** Written instruction A **
Copy the appeals court memorandum from "No. 88-2775." up to and including "1986). We affirm.", word for word.

** Source extract **
:::::
Lewis COLEMAN, Plaintiff-Appellant,v.DISTRICT LODGE 115 of the INTERNATIONAL ASSOCIATION OFMACHINISTS & AEROSPACE WORKERS, Ed Logue, individually andas Directing Business Representative of District 115, EugeneGlover, individually and as Secretary-Treasurer of the IAM,Defendants-Appellees.

No. 88-2775.

United States Court of Appeals, Ninth Circuit.

Argued and Submitted May 10, 1989.Decided May 24, 1989.

Before HUG, SCHROEDER and CANBY, Circuit Judges.


MEMORANDUM* 

Plaintiff Lewis Coleman appeals the grant of summary judgment dismissing his claims under the Labor Management Reporting and Disclosure Act ("LMRDA") and two pendent state claims. Our jurisdiction rests on 28 U.S.C. § 1291 (1982), and our review is de novo. Ashton v. Cory, 780 F.2d 816, 818 (9th Cir. 1986). We affirm.

* Title I, section 101(a) (1) of the LMRDA requires that all union members have equal rights to nominate candidates, to vote in union referendums, and to attend and participate in membership meetings subject to reasonable rules and regulations. 29 U.S.C. § 411(a) (1) (1982). Section 101(a) (2) guarantees members the right to meet freely with other members and express any views and speak upon any business at union meetings subject to established and reasonable rules. Id. Sec. 411(a) (2). Coleman claims the reduction in his employment status was a constructive discharge that violated these rights; he seeks injunctive relief and damages under section 102. See Id. Sec. 412.
:::::
** Dataset excerpts **
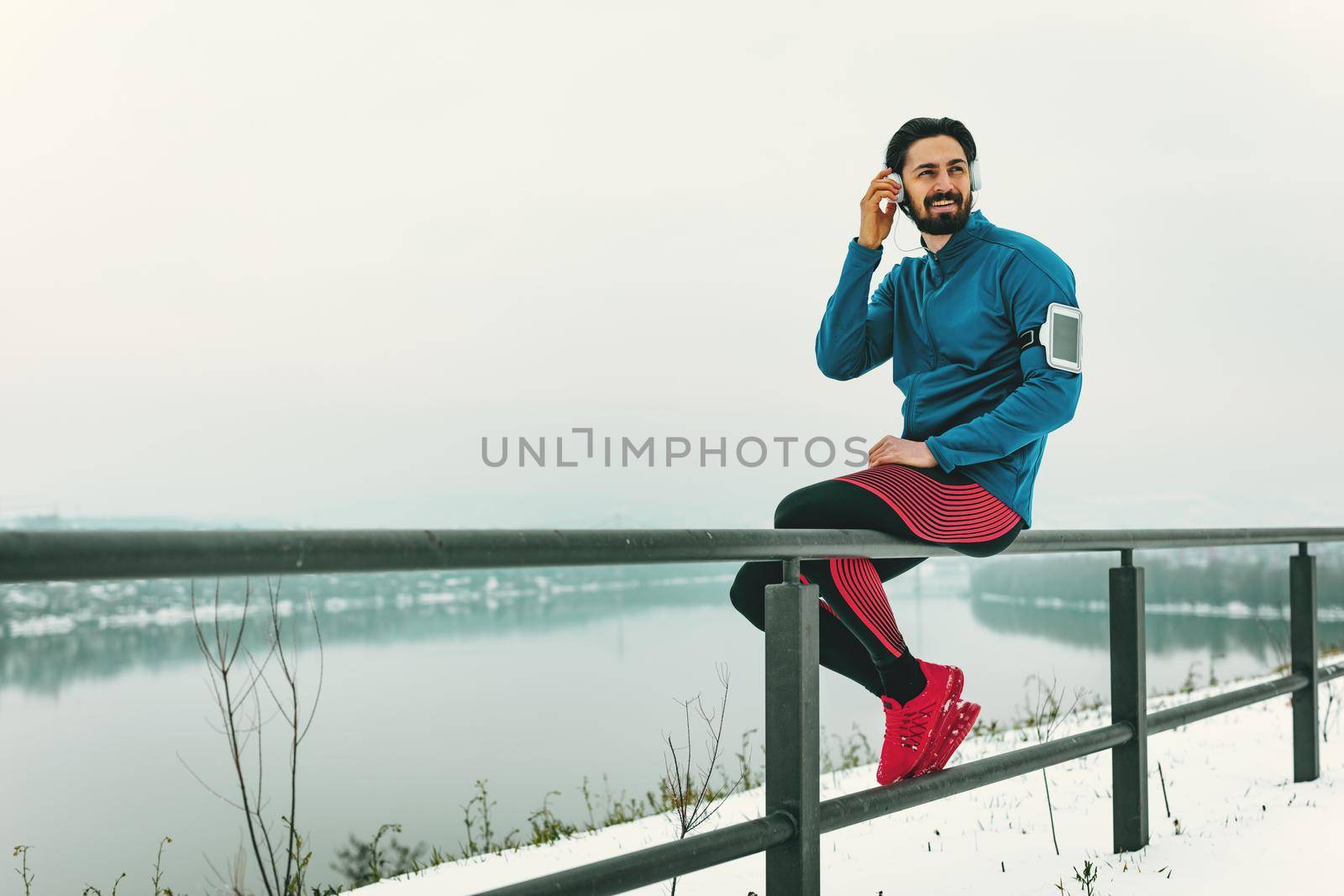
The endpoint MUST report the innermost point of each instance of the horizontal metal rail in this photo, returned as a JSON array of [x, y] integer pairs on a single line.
[[795, 817], [77, 555], [655, 864]]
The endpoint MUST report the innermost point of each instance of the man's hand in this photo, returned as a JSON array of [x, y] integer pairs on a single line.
[[893, 450]]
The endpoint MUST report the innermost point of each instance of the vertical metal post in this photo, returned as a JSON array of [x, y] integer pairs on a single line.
[[792, 732], [1307, 752], [1128, 705]]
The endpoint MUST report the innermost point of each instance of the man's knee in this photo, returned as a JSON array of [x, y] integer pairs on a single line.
[[797, 510]]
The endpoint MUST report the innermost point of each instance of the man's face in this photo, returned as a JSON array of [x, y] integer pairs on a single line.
[[936, 170]]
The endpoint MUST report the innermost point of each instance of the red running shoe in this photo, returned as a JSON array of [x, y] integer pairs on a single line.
[[911, 726], [958, 720]]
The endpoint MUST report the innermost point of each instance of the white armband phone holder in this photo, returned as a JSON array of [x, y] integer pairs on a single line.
[[1061, 335]]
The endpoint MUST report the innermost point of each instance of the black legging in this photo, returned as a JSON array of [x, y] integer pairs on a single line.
[[859, 637]]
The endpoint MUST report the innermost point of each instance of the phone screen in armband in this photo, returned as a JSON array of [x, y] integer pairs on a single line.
[[1061, 335]]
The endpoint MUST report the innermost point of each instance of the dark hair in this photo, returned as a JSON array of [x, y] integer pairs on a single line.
[[921, 128]]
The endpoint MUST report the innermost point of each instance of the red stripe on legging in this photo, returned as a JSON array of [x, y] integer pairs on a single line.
[[859, 584], [936, 511]]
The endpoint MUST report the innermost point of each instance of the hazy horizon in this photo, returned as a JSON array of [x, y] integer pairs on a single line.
[[292, 264]]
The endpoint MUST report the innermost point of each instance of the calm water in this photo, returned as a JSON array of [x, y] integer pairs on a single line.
:::::
** Written instruction B **
Write out the entries word for word, from the line with "the man's face" up to and including the line with "[[911, 726], [958, 720]]".

** Exercise result A **
No. 88-2775.

United States Court of Appeals, Ninth Circuit.

Argued and Submitted May 10, 1989.Decided May 24, 1989.

Before HUG, SCHROEDER and CANBY, Circuit Judges.


MEMORANDUM* 

Plaintiff Lewis Coleman appeals the grant of summary judgment dismissing his claims under the Labor Management Reporting and Disclosure Act ("LMRDA") and two pendent state claims. Our jurisdiction rests on 28 U.S.C. § 1291 (1982), and our review is de novo. Ashton v. Cory, 780 F.2d 816, 818 (9th Cir. 1986). We affirm.

** Exercise result B **
The endpoint MUST report the innermost point of each instance of the man's face in this photo, returned as a JSON array of [x, y] integer pairs on a single line.
[[936, 170]]
The endpoint MUST report the innermost point of each instance of the red running shoe in this photo, returned as a JSON array of [x, y] integer pairs on a single line.
[[911, 726], [958, 720]]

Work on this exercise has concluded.